- [What the task asks]: Go through the data and copy every line in which "background" appears.

--- Supplied data ---

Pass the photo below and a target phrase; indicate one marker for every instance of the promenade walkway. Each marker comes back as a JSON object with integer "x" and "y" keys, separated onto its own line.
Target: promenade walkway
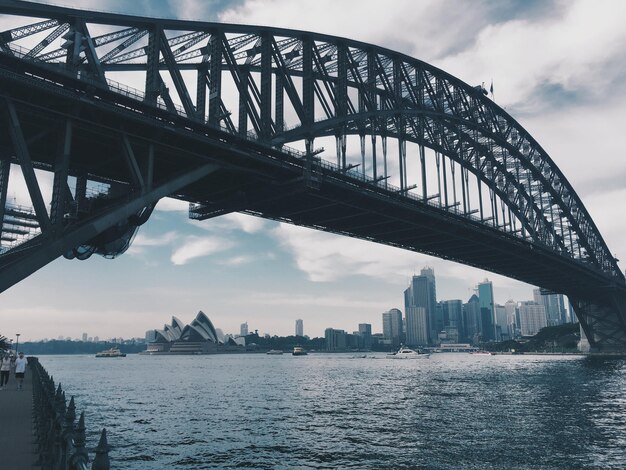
{"x": 17, "y": 442}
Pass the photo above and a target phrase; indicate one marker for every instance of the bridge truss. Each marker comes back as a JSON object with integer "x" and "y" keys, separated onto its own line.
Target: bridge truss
{"x": 122, "y": 111}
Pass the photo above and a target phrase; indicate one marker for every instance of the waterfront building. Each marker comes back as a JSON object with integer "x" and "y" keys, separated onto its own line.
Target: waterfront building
{"x": 532, "y": 318}
{"x": 335, "y": 339}
{"x": 452, "y": 318}
{"x": 471, "y": 318}
{"x": 572, "y": 315}
{"x": 200, "y": 336}
{"x": 299, "y": 327}
{"x": 417, "y": 331}
{"x": 554, "y": 305}
{"x": 420, "y": 301}
{"x": 392, "y": 327}
{"x": 502, "y": 324}
{"x": 512, "y": 315}
{"x": 365, "y": 335}
{"x": 487, "y": 311}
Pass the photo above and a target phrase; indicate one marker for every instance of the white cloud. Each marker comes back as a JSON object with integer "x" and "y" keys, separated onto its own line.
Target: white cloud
{"x": 195, "y": 247}
{"x": 569, "y": 51}
{"x": 172, "y": 205}
{"x": 235, "y": 221}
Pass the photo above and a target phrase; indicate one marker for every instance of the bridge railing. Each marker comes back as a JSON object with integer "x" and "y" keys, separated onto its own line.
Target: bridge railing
{"x": 60, "y": 440}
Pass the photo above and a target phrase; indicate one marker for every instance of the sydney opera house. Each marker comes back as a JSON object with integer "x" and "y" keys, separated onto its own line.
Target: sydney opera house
{"x": 198, "y": 337}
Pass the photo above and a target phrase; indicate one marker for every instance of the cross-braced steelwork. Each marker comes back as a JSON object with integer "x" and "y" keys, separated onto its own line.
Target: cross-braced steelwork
{"x": 438, "y": 167}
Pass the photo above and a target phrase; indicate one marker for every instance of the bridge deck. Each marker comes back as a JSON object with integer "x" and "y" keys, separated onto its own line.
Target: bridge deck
{"x": 17, "y": 442}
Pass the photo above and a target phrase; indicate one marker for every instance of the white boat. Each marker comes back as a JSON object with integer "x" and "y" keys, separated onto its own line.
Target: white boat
{"x": 113, "y": 352}
{"x": 298, "y": 351}
{"x": 406, "y": 353}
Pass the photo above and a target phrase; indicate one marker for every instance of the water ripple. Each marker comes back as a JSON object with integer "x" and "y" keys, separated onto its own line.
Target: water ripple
{"x": 332, "y": 411}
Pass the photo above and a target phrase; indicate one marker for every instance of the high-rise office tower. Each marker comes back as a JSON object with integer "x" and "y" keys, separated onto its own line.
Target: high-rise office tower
{"x": 420, "y": 300}
{"x": 502, "y": 324}
{"x": 335, "y": 339}
{"x": 532, "y": 318}
{"x": 471, "y": 318}
{"x": 452, "y": 319}
{"x": 572, "y": 314}
{"x": 511, "y": 318}
{"x": 487, "y": 311}
{"x": 365, "y": 335}
{"x": 392, "y": 326}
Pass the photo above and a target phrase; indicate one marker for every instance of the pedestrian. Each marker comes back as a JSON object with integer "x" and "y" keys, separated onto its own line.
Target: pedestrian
{"x": 20, "y": 368}
{"x": 5, "y": 368}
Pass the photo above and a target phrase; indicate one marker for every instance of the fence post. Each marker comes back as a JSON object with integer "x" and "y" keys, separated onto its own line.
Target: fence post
{"x": 79, "y": 458}
{"x": 101, "y": 461}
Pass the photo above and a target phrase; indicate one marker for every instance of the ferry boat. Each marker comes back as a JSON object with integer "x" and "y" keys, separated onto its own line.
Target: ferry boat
{"x": 298, "y": 351}
{"x": 406, "y": 353}
{"x": 482, "y": 353}
{"x": 113, "y": 352}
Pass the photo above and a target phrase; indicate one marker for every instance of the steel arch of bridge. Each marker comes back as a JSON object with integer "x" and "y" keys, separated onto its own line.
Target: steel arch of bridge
{"x": 289, "y": 86}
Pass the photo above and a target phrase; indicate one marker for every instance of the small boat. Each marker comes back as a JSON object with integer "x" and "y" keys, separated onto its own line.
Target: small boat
{"x": 406, "y": 353}
{"x": 482, "y": 353}
{"x": 113, "y": 352}
{"x": 298, "y": 351}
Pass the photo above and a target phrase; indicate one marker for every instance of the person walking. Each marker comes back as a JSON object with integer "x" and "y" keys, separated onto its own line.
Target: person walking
{"x": 20, "y": 368}
{"x": 5, "y": 368}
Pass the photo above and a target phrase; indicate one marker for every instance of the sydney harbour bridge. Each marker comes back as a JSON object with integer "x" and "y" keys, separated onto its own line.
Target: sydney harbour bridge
{"x": 111, "y": 113}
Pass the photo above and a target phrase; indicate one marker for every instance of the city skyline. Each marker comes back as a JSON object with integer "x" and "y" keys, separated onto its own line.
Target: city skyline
{"x": 177, "y": 267}
{"x": 378, "y": 327}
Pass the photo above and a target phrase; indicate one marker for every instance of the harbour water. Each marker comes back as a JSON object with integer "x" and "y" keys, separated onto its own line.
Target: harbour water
{"x": 452, "y": 411}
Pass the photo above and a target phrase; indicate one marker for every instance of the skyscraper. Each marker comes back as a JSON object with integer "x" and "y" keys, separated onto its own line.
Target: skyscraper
{"x": 452, "y": 319}
{"x": 511, "y": 318}
{"x": 365, "y": 335}
{"x": 392, "y": 326}
{"x": 487, "y": 311}
{"x": 554, "y": 305}
{"x": 532, "y": 318}
{"x": 502, "y": 325}
{"x": 335, "y": 339}
{"x": 471, "y": 318}
{"x": 420, "y": 300}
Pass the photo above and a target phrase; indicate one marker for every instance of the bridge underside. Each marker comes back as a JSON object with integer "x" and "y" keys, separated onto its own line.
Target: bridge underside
{"x": 85, "y": 134}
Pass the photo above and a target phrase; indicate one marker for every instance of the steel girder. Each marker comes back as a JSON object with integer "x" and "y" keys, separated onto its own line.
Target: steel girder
{"x": 332, "y": 87}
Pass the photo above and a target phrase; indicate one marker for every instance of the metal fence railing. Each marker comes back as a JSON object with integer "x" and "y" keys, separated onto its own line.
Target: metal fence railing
{"x": 61, "y": 440}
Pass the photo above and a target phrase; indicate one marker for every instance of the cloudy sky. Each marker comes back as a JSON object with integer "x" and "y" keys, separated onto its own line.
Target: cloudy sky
{"x": 559, "y": 67}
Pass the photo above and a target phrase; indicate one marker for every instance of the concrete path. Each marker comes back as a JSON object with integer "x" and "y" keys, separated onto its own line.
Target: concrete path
{"x": 17, "y": 442}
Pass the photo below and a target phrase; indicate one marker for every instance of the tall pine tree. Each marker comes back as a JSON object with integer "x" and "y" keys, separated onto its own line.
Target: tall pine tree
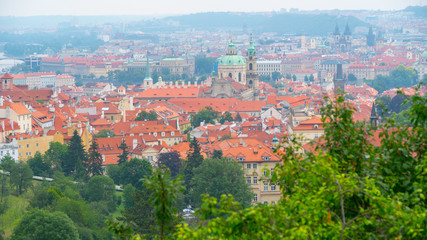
{"x": 125, "y": 153}
{"x": 194, "y": 159}
{"x": 94, "y": 164}
{"x": 76, "y": 157}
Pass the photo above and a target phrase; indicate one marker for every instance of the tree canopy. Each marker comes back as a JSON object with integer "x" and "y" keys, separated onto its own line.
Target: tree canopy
{"x": 41, "y": 224}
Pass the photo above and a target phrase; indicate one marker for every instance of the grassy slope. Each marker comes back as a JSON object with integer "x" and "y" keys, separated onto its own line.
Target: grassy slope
{"x": 17, "y": 209}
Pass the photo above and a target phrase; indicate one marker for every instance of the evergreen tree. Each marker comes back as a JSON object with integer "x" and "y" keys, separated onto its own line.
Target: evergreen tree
{"x": 21, "y": 176}
{"x": 76, "y": 157}
{"x": 94, "y": 164}
{"x": 238, "y": 118}
{"x": 125, "y": 153}
{"x": 194, "y": 160}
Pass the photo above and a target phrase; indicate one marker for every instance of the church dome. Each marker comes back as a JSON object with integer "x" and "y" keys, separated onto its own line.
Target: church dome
{"x": 233, "y": 60}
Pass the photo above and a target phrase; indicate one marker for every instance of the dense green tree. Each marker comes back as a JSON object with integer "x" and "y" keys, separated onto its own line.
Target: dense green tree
{"x": 113, "y": 171}
{"x": 94, "y": 164}
{"x": 41, "y": 225}
{"x": 216, "y": 177}
{"x": 79, "y": 211}
{"x": 172, "y": 161}
{"x": 21, "y": 176}
{"x": 238, "y": 118}
{"x": 101, "y": 188}
{"x": 4, "y": 192}
{"x": 123, "y": 157}
{"x": 217, "y": 154}
{"x": 146, "y": 116}
{"x": 38, "y": 165}
{"x": 206, "y": 115}
{"x": 226, "y": 117}
{"x": 128, "y": 191}
{"x": 141, "y": 214}
{"x": 45, "y": 196}
{"x": 165, "y": 193}
{"x": 276, "y": 76}
{"x": 76, "y": 157}
{"x": 134, "y": 171}
{"x": 104, "y": 133}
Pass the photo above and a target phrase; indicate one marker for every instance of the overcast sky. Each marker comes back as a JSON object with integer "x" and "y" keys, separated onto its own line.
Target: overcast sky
{"x": 168, "y": 7}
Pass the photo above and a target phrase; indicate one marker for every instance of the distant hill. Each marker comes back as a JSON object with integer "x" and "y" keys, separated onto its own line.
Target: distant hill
{"x": 419, "y": 11}
{"x": 284, "y": 23}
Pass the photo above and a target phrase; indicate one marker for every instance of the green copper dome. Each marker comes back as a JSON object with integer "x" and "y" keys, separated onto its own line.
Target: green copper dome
{"x": 234, "y": 60}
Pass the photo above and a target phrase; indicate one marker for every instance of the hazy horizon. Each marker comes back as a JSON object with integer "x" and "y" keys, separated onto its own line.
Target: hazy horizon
{"x": 14, "y": 8}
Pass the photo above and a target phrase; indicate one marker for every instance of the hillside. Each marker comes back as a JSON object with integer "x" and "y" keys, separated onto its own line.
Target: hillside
{"x": 308, "y": 24}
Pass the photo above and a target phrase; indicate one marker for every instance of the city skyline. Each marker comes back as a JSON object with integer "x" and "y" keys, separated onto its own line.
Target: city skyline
{"x": 169, "y": 7}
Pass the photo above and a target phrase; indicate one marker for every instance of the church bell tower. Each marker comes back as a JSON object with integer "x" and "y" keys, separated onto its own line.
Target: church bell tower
{"x": 252, "y": 78}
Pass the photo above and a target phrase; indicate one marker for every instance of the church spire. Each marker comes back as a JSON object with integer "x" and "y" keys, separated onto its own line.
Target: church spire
{"x": 251, "y": 48}
{"x": 147, "y": 70}
{"x": 337, "y": 30}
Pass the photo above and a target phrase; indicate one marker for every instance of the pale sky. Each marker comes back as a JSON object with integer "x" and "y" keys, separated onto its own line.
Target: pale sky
{"x": 169, "y": 7}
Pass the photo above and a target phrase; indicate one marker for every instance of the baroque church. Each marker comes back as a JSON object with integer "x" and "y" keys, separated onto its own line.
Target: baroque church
{"x": 342, "y": 42}
{"x": 237, "y": 76}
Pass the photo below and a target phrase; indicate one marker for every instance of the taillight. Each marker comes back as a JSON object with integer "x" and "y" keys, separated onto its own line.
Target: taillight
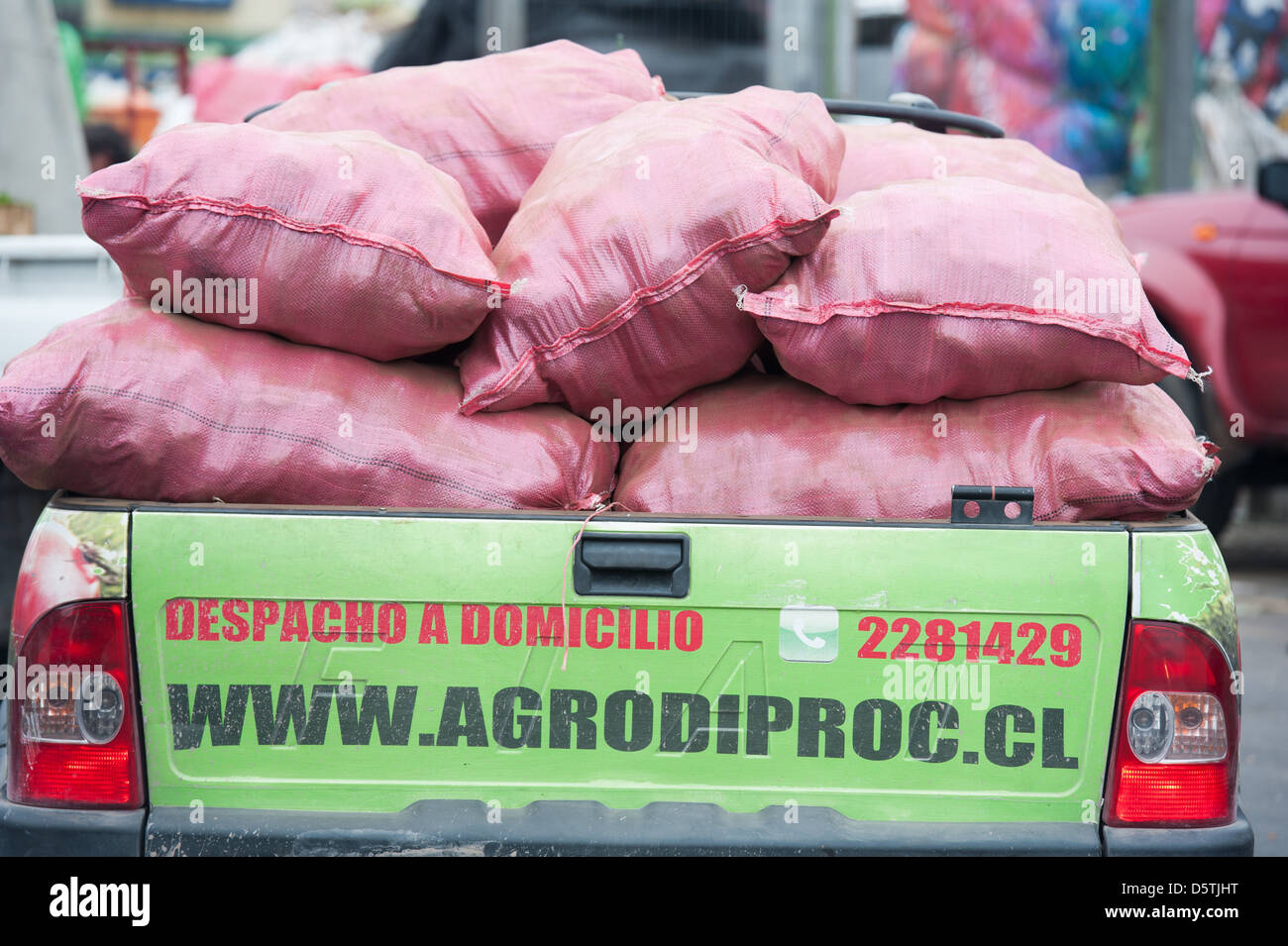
{"x": 73, "y": 736}
{"x": 1176, "y": 748}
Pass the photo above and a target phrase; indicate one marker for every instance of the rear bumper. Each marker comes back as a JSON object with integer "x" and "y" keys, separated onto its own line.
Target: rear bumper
{"x": 662, "y": 828}
{"x": 27, "y": 830}
{"x": 571, "y": 828}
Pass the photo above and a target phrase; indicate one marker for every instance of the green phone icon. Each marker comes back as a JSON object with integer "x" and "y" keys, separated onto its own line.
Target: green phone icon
{"x": 809, "y": 633}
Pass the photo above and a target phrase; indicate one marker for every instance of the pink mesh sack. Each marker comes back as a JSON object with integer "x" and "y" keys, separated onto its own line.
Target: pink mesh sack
{"x": 964, "y": 287}
{"x": 489, "y": 123}
{"x": 629, "y": 246}
{"x": 137, "y": 404}
{"x": 338, "y": 240}
{"x": 774, "y": 447}
{"x": 879, "y": 155}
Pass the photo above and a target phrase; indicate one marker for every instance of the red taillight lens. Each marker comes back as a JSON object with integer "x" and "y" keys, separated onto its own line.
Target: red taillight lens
{"x": 1176, "y": 745}
{"x": 73, "y": 739}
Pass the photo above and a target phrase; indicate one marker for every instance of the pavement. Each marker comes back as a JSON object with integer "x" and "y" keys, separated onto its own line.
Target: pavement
{"x": 1256, "y": 553}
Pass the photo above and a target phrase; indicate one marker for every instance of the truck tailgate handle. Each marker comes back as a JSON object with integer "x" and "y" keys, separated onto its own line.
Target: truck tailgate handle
{"x": 648, "y": 564}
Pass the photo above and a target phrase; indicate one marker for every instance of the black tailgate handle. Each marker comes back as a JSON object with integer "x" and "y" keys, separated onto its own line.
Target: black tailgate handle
{"x": 647, "y": 564}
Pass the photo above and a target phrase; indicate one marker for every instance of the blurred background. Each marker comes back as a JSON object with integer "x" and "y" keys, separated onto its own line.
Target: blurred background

---

- [Answer space]:
Pass the photo above and a target phrase; indicate one marker for every instance of the blurred background. Each marker comes back as a JSON object with integer "x" and "y" keys, separated onto its own line.
Target: blurred background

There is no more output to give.